• Excerpt to read:
____________________

Years ago in Boston, I was buying drinks for a bunch of whining baristas with vocal music degrees, when I uttered a remark that I now consider often. The topic of the night had turned to the tragedy of vocalists unable to make a living plying their trade. Why oh why, would society value their beauty and artistic talent less than the brutish number crunching of the engineer sliding them a Jäger bomb?
Deciding I’d rather amuse myself and curtail my growing bar tab than continue with the dance, I replied with what I thought was a bit of truth.
“That’s because no one dies if there’s no one to sing in a choir. No engineers? After a bit you’ll have no gas, then no food in your store, and eventually no store at all.”
Since then, despite enjoying the explosive aftermath of the comment, I’ve realized that I was no wiser than the entitled baristas. The belief that the arts live on the back of productive society has been pervasive, particularly on the political right. To be fair to my younger self, from a short term, literal view many creatives who do have a job in the arts are taxpayer funded. However, talking about tax burden, or what the arts are today, rather than what they should be misses the larger, more profound picture.
When a society abandons the pursuit of cultural achievement, it can stagger forward on momentum. The formerly inspirational artists ply their skills to fewer each year, passing along less knowledge to dwindling numbers of students. In my short-sighted view, I never considered what would be the end result of such a progression, even while living in it. By pursuing the expedient, our society has driven culture to the point of collapse. Now people aren’t dying from starvation due to gas shortages, they kill themselves or overdose. Centers of commerce fall into disrepair not because it is beyond our ability to maintain them, but beyond our willpower.
Culture must inspire society into the future and technology can bring those dreams into reality. Technology has advanced rapidly in the past few decades while the common culture of the legacy media has withered. The dreams of the society have turned regressive and dark, nurturing new culture has fallen to the wayside, and society at large is clearly suffering. The common view has been that culture is much like technology, capable of formulaic deployment as needed. After all, art has been a tool throughout human history, whether it be to create an emblem to rally behind or propaganda to vilify a foe. Underlying the myriad of legacy media failures is this same sentiment and it is why they are losing the ability to create at all.
Art, and broader culture, is not created in a vacuum nor is it a finite set of parameters. Absent examples of beauty and transcendent purpose, culture falls stagnant. Culture nurtures culture; something of a chicken and the egg problem. Technology can help build the nest so to speak, but culture is its’ own strange animal. Like craftsmanship and the pursuit of quality in any endeavor, culture takes time to grow and develop.
Therefore, I will repeat my refrain of perseverance and determination in the Iron Age. Opportunities will continue to grow as the legacy media dies, but there is a trap before us. Art, culture, should be valued for its own sake, judged on its own merits, rather than seen as a means to an end. This is the error of our current, cadaverous culture and the temptation is plain. So resist it and do not fall into the trap of my old mindset. I am optimistic that despite these strange and troubled times the Iron Age will become a culture that values craftsmanship, quality, and purpose.

____________________

Dataset entries:
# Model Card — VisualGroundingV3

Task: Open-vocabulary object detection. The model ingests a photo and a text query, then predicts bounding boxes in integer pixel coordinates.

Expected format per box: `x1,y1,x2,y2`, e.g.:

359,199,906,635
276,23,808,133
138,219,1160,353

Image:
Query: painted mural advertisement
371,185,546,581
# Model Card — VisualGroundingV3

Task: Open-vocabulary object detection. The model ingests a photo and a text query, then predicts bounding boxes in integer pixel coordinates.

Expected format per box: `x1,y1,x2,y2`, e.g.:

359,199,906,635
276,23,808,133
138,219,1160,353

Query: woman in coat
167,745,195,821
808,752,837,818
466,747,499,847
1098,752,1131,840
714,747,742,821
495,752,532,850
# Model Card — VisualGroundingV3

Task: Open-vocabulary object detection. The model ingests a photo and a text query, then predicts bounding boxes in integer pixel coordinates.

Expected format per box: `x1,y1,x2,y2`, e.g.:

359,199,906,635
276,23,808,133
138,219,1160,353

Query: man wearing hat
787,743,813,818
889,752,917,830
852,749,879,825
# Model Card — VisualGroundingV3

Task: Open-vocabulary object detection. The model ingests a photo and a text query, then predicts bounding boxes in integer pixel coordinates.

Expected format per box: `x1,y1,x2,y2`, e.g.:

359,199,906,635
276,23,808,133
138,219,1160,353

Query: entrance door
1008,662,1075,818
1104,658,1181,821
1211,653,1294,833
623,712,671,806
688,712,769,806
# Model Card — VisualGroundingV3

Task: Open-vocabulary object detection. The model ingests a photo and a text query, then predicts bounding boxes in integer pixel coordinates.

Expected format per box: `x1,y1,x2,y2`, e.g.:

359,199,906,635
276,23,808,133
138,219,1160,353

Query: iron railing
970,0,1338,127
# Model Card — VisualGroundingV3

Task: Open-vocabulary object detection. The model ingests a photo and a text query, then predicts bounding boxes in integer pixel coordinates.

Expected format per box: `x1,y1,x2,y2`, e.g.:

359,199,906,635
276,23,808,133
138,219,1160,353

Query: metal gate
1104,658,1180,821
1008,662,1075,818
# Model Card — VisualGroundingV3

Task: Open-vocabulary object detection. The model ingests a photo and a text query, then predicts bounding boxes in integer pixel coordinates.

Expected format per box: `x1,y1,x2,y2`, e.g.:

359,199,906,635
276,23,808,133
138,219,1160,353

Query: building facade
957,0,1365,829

____________________

• Exercise prompt:
From the essay on art and culture, reproduce the stretch from "Art, and broader" through "grow and develop." word for word. Nothing in the records is needed here.

• Response for this exercise:
Art, and broader culture, is not created in a vacuum nor is it a finite set of parameters. Absent examples of beauty and transcendent purpose, culture falls stagnant. Culture nurtures culture; something of a chicken and the egg problem. Technology can help build the nest so to speak, but culture is its’ own strange animal. Like craftsmanship and the pursuit of quality in any endeavor, culture takes time to grow and develop.